**EXERCISE AIM:** Render the material as a JSON list of strings with one string per line, omitting blank lines.

**MATERIAL FOR THIS EXERCISE:**
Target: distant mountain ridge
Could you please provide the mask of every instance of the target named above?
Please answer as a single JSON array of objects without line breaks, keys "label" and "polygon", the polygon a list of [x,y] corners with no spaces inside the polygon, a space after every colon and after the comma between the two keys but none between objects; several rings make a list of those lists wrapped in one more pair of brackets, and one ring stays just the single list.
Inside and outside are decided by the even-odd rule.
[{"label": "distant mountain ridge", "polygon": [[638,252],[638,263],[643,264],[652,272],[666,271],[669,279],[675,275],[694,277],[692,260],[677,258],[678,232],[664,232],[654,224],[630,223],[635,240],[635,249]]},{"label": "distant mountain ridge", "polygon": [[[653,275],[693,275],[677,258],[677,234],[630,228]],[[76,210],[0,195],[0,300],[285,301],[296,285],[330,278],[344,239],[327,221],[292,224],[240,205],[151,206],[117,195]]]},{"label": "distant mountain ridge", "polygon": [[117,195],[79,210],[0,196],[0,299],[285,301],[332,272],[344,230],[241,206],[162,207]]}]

**REPLY TO THE EXERCISE:**
[
  "Target: distant mountain ridge",
  "Could you please provide the mask of every instance of the target named above?",
  "Please answer as a single JSON array of objects without line breaks, keys \"label\" and \"polygon\", the polygon a list of [x,y] corners with no spaces inside the polygon, a space after every colon and after the comma between the two keys but none between objects; several rings make a list of those lists wrapped in one more pair of brackets, and one ring stays just the single list.",
  "Inside and outside are decided by the even-odd rule.",
  "[{\"label\": \"distant mountain ridge\", \"polygon\": [[638,252],[638,263],[643,264],[652,272],[666,271],[669,279],[675,275],[694,277],[692,260],[677,258],[678,232],[664,232],[654,224],[630,223],[635,240],[635,249]]},{\"label\": \"distant mountain ridge\", \"polygon\": [[[653,275],[693,275],[677,258],[677,234],[630,228]],[[76,210],[0,195],[0,300],[285,301],[296,285],[330,278],[344,239],[327,221],[292,224],[240,205],[151,206],[117,195]]]},{\"label\": \"distant mountain ridge\", \"polygon\": [[117,195],[79,210],[0,196],[0,299],[285,301],[332,272],[344,230],[241,206],[162,207]]}]"
]